» What is being asked
Report how many lines in the rows below contain the string "background". Give only the number.
== Material shown
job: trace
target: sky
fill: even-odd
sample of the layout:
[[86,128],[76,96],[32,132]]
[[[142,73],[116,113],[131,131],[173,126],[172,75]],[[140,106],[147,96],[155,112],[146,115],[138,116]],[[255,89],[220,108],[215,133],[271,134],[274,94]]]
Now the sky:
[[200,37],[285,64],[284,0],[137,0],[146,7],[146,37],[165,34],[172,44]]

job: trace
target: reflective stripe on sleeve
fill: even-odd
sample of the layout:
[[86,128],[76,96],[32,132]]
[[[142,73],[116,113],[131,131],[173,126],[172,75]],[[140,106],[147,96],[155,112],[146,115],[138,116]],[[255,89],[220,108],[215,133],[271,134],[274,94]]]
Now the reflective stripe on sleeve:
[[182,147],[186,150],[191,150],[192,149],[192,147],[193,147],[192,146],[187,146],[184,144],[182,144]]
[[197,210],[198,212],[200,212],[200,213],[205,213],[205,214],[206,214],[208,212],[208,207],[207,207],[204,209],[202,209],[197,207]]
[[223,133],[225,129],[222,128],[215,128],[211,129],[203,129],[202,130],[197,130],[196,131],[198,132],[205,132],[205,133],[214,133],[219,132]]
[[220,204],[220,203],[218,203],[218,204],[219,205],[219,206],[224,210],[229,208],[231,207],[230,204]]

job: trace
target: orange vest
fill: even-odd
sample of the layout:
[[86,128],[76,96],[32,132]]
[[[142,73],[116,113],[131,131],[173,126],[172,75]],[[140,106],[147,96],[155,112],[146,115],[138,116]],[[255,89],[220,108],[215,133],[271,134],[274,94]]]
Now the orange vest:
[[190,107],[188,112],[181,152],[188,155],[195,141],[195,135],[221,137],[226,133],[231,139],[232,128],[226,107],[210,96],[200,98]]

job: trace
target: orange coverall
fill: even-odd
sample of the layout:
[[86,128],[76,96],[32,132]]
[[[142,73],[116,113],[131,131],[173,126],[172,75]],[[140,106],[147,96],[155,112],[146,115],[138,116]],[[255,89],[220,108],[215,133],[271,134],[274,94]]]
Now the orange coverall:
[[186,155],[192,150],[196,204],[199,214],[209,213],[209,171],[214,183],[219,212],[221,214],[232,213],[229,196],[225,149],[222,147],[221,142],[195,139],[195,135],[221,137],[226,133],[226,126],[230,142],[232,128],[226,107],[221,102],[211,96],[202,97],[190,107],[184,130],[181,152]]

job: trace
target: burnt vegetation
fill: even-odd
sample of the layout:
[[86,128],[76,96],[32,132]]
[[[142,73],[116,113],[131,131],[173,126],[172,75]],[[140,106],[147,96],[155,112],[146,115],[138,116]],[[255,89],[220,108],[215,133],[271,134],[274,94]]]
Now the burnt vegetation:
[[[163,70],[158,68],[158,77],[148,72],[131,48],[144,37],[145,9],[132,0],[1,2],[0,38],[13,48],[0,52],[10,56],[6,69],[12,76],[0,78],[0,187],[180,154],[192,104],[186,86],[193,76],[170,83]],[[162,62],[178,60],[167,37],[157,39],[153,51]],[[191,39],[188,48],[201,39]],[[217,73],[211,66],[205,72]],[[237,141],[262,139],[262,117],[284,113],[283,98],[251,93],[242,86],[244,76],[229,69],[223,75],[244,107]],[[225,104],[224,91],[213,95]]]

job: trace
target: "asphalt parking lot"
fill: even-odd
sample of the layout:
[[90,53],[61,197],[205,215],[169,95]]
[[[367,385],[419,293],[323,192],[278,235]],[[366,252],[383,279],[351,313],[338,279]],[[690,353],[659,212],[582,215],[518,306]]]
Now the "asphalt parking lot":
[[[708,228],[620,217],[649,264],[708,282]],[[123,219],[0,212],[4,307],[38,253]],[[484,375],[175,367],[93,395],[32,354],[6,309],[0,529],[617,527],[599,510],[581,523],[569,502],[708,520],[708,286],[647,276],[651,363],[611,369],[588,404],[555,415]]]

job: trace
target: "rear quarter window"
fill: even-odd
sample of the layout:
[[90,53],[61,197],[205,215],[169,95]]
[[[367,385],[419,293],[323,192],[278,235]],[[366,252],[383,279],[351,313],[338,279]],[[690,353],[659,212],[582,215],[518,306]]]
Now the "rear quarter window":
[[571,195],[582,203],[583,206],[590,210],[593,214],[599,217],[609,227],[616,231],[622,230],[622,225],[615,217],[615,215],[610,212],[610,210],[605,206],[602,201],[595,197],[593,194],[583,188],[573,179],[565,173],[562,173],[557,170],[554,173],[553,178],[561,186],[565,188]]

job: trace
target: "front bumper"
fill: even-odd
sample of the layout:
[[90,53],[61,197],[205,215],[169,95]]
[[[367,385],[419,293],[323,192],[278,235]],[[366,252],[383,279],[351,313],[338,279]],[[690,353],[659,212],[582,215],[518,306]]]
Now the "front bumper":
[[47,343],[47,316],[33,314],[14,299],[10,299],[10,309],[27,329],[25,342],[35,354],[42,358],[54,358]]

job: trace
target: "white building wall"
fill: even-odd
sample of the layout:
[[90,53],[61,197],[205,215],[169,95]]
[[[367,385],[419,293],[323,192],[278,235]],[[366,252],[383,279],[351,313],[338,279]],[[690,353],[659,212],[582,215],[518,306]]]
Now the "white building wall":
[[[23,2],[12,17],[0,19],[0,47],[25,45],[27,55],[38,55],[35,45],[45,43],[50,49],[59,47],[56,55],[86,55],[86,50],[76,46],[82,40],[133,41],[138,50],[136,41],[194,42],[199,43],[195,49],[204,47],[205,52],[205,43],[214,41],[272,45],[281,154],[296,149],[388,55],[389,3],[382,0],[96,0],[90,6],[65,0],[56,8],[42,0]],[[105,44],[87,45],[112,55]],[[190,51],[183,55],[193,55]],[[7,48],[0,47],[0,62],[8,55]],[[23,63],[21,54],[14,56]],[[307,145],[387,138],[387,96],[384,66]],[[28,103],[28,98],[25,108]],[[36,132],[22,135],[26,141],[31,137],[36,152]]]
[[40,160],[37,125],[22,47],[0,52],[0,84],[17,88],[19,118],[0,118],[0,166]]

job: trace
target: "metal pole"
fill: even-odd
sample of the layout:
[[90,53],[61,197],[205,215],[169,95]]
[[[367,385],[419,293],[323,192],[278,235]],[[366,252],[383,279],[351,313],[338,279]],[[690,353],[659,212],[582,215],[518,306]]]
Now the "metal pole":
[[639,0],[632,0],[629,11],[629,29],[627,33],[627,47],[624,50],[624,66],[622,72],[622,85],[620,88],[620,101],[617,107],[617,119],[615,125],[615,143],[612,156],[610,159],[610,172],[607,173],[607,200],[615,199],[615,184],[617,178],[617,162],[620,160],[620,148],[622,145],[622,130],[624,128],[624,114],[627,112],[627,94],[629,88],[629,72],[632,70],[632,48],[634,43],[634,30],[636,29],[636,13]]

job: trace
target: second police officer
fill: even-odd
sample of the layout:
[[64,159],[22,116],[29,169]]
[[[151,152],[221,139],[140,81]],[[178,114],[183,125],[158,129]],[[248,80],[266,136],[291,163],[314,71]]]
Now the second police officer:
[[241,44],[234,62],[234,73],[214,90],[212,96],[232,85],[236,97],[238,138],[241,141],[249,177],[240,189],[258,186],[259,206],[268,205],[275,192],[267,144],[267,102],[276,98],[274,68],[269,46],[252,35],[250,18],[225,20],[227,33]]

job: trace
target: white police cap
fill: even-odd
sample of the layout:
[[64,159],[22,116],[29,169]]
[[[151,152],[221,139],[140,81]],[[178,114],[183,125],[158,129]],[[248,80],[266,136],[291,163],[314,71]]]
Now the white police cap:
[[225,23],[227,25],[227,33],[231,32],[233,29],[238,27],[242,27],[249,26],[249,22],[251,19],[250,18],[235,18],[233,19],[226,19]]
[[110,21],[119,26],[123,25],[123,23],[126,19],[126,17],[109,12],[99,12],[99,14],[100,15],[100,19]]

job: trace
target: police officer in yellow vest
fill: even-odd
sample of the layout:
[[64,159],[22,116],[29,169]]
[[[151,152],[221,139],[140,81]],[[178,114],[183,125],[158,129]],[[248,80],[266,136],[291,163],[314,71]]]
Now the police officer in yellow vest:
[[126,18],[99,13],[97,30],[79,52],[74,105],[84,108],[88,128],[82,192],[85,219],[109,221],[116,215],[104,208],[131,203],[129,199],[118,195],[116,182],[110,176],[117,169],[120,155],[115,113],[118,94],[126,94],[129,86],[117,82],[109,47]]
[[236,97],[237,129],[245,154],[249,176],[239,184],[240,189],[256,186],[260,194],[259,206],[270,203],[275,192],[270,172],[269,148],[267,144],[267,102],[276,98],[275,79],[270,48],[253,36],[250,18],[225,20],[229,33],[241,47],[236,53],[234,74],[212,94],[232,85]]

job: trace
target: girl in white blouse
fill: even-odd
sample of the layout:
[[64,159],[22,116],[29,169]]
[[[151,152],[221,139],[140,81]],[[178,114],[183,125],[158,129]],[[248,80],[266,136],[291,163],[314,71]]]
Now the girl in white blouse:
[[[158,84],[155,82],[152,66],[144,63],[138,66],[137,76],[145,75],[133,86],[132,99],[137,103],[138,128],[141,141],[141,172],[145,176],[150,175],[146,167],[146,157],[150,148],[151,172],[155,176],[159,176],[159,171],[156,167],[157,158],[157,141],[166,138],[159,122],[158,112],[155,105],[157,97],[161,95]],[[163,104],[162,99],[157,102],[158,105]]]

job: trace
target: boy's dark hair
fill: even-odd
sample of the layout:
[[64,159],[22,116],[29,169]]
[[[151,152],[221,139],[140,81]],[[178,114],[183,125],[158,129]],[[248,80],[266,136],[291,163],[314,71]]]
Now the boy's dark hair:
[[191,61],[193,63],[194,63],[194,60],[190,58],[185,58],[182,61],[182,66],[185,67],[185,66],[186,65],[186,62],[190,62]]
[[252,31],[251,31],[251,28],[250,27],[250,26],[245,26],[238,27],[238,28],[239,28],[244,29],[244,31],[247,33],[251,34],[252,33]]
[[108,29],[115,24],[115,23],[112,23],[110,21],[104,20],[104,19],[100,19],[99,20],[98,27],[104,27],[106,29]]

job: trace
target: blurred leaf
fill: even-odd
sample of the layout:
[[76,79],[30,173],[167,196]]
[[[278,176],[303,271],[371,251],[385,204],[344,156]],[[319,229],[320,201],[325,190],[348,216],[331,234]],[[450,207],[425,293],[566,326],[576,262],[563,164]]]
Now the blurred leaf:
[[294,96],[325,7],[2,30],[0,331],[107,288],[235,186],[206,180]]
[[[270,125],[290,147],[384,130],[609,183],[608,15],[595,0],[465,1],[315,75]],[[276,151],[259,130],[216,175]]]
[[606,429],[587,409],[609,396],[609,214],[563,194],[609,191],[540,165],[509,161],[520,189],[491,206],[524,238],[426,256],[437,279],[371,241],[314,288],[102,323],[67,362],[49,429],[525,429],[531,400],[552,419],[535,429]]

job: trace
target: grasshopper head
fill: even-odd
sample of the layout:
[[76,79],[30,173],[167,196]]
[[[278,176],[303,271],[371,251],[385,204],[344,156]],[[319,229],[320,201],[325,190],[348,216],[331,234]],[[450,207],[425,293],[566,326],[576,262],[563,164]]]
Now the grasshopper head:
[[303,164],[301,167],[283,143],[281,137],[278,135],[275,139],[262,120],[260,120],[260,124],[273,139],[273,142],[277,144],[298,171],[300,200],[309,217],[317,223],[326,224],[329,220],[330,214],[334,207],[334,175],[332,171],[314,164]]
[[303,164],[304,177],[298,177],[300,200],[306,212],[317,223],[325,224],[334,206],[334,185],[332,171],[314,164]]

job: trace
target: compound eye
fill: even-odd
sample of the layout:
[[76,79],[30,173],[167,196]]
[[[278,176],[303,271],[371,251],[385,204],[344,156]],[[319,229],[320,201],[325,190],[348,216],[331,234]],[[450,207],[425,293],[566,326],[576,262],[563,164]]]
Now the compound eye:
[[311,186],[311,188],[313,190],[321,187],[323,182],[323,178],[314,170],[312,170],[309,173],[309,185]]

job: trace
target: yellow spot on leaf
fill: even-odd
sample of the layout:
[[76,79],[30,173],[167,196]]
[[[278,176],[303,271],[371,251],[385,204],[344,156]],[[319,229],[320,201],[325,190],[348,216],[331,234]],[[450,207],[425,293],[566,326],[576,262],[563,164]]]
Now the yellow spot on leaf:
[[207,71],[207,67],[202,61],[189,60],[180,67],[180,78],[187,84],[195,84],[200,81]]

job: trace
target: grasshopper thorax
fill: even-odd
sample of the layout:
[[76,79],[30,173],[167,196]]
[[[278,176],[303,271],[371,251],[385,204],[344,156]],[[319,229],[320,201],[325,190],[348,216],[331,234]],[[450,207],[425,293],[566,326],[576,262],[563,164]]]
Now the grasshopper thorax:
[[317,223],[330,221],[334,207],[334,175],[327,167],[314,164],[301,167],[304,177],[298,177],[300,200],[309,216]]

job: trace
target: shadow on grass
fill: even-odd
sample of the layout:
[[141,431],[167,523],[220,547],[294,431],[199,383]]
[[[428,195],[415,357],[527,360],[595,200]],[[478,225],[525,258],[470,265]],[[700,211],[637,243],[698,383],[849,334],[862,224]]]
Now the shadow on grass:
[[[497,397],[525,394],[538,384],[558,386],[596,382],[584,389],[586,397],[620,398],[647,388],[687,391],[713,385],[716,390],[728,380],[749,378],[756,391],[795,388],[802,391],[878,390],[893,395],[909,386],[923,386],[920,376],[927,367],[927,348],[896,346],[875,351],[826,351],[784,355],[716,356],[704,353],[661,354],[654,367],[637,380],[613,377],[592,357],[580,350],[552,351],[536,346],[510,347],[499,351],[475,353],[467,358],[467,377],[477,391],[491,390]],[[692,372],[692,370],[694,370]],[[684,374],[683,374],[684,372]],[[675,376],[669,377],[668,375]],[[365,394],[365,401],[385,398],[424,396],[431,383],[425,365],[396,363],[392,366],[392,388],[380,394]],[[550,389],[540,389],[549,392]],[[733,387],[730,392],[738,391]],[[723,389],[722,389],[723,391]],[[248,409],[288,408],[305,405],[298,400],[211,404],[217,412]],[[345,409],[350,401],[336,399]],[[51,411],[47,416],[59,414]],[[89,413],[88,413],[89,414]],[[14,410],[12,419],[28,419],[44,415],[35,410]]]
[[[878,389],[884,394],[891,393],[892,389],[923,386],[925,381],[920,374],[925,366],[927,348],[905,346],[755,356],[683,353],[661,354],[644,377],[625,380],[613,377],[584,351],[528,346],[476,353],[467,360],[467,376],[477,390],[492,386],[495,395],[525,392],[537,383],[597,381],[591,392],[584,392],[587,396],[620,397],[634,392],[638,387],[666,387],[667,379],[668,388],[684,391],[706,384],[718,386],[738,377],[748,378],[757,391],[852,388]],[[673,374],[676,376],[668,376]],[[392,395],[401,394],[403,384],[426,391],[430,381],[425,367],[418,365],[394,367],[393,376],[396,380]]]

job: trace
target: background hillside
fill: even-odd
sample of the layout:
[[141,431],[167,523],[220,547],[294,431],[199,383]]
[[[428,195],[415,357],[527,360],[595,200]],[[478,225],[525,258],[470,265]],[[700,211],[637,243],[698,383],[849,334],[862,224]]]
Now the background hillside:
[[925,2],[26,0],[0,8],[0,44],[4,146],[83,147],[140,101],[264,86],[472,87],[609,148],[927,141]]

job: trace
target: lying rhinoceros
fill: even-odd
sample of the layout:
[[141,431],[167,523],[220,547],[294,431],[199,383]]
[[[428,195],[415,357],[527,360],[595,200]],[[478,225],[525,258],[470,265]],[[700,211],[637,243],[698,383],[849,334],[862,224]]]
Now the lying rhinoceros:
====
» In response
2